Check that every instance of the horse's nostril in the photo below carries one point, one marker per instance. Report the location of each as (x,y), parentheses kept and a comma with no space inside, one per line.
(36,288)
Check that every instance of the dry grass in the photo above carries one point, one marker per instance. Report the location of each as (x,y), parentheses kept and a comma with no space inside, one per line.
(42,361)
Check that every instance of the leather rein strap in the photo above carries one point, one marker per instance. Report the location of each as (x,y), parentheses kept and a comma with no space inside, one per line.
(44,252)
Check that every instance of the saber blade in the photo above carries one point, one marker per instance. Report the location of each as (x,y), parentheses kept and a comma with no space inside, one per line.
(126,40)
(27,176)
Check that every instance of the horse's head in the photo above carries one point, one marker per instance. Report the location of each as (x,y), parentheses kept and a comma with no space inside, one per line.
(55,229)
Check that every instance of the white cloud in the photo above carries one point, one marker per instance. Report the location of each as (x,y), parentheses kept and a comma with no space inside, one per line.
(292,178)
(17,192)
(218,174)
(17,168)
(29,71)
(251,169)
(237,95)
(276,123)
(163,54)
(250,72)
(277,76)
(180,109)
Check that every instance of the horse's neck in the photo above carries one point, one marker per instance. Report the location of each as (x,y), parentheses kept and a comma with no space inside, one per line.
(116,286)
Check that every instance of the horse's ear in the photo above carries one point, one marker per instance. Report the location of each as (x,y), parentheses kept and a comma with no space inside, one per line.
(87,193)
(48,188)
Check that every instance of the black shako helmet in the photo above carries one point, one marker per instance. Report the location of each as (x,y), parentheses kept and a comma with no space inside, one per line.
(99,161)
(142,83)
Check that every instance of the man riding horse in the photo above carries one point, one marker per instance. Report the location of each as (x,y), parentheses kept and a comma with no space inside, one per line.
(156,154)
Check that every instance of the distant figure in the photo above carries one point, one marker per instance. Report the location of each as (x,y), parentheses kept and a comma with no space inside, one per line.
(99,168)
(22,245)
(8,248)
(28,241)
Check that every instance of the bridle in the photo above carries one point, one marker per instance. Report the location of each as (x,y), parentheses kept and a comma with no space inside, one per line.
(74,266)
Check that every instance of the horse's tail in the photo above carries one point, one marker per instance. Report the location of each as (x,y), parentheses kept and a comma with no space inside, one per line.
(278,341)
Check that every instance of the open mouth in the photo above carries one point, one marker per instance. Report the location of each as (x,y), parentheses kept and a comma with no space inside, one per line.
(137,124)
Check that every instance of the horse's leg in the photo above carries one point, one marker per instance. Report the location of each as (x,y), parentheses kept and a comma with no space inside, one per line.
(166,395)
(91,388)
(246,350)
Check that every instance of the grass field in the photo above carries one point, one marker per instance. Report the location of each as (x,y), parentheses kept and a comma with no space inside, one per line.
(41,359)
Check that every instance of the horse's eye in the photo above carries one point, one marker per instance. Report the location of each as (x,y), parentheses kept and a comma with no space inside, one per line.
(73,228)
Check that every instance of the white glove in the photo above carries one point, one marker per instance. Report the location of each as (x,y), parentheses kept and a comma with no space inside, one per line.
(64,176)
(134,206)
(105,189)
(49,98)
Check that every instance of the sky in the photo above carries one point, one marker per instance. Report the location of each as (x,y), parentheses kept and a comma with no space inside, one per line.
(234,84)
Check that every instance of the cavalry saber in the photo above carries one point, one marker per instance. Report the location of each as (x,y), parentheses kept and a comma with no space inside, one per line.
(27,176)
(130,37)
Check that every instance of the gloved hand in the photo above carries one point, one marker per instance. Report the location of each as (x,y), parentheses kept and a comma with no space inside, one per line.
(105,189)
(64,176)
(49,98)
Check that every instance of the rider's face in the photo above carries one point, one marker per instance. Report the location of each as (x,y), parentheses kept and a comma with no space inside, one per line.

══════════════════════════════

Every line above should be printed again exactly as it stands.

Check that every instance of the horse's nostril in the photo below carries one point, one marker per instance. Report the location of each as (x,y), parentheses kept and a comma with no space inside, one per line.
(36,288)
Check that every instance of the dry grass in the photo above carries one point, one marker per instance. Report the location of each as (x,y), parentheses kept and a comma with no space inside, one per line.
(42,361)
Check that every instance of the leather rein strap in the photo above carries one point, one marker per instance. Report the location of each as (x,y), parentheses kept and a comma with no space inside, one per line.
(44,252)
Check that every instance of the saber blade in the photo above carries one point, one marker per instance. Report the location of each as (x,y), parentheses kept and a comma with no space inside, one per line.
(126,40)
(27,176)
Check that every instance of the horse's head in the photo above carries one point, one marker per instance. Report the location of each as (x,y), parentheses kept and a comma with no space inside, one per line.
(55,229)
Check that every instance of the white cloud in the photo above carries one point, one marker per instance. Report the location of each as (x,y), parentheses kept and a comma with no space inside, one per line.
(292,178)
(17,192)
(218,174)
(17,168)
(29,71)
(251,169)
(237,95)
(276,123)
(163,54)
(250,72)
(277,76)
(180,109)
Check that every instance of the horse's neck in the photo above carries one point, one marker per instance. Report the location of each as (x,y), parentheses kept and a comma with no space inside, one per line.
(116,286)
Check that every instance of the horse's ear in the photo above carries one point, one marker per instance. Report the location of each as (x,y), parentheses kept and a comma with no space inside, one per line.
(87,193)
(48,188)
Check that every instance of the black shako helmet in the photo above carries one point, one marker per instance. Report the location of each as (x,y), parentheses kept and a comma with no space inside, one per line.
(99,161)
(142,83)
Check that every instance of the man riding horse in the photo above carries one point, one marker per instance. Report the location of each as (x,y), parentheses kept and a comma with no space inside, one per line.
(156,154)
Check that every instance of the distant figure in the photo above carries one point, one marker per instance. Report the location of each as (x,y), parentheses kept and a comma with no space inside, one per line.
(99,168)
(22,245)
(8,248)
(28,241)
Check that every instance of the bridle in the photo above carries one point, one marker per instance. Report the location of each as (x,y), parentheses kept and a comma with no space inside, one per line.
(74,266)
Check that every instance of the horse's tail in the photo above carries one point, one marker per instance. Report the location of each as (x,y), parentheses kept and a comma with no space inside, one per line.
(278,341)
Check that every instance of the open mouth in the photo above carries one point, one marker per instance. Report the location of each as (x,y), parentheses kept and a comma with no space inside, one per line.
(137,124)
Check that every instance of the horse's leg in the photo above carries one point, one marker per instance. Report the location of each as (x,y), parentheses kept and a comma with no space inside, one per line.
(166,395)
(91,388)
(246,350)
Check that every instance of the grass field in the photo above carries one point, one marker per instance. Report the location of each as (x,y), parentheses kept and a comma with no space inside, one per line.
(41,359)
Check that every instance of the horse's eye in the photo above carries one point, one marker per instance. Report the location of each as (x,y), parentheses kept and a comma with no space inside, one per line.
(73,228)
Check that every instance of the white glove in the photo above carries one point, one marker per instance. Report the location of each as (x,y), parentheses kept and a comma with no space inside, one per line.
(64,176)
(134,206)
(105,189)
(49,98)
Check that every instance of the sky in the photo above carries one point, one marker per instance. Report the location of each as (x,y), parentheses kept and a comma with no space inside, one per line.
(234,84)
Check that every instance of the cavalry saber in the photo above carries one point, one marker per instance. Report the location of each as (x,y), parentheses kept and a comma with no space inside, one per line.
(27,176)
(130,37)
Check that every instance of the gloved hand in the photo above carries one point, one marker per instance. Report the location of each as (x,y), parentheses kept and a comma with no space inside, one per line.
(105,189)
(64,176)
(49,98)
Check that every instance of the rider's face in the photo above carries one point, one marker per instance. Report the location of each as (x,y), parentheses kept and a comma with no space inside, one per line.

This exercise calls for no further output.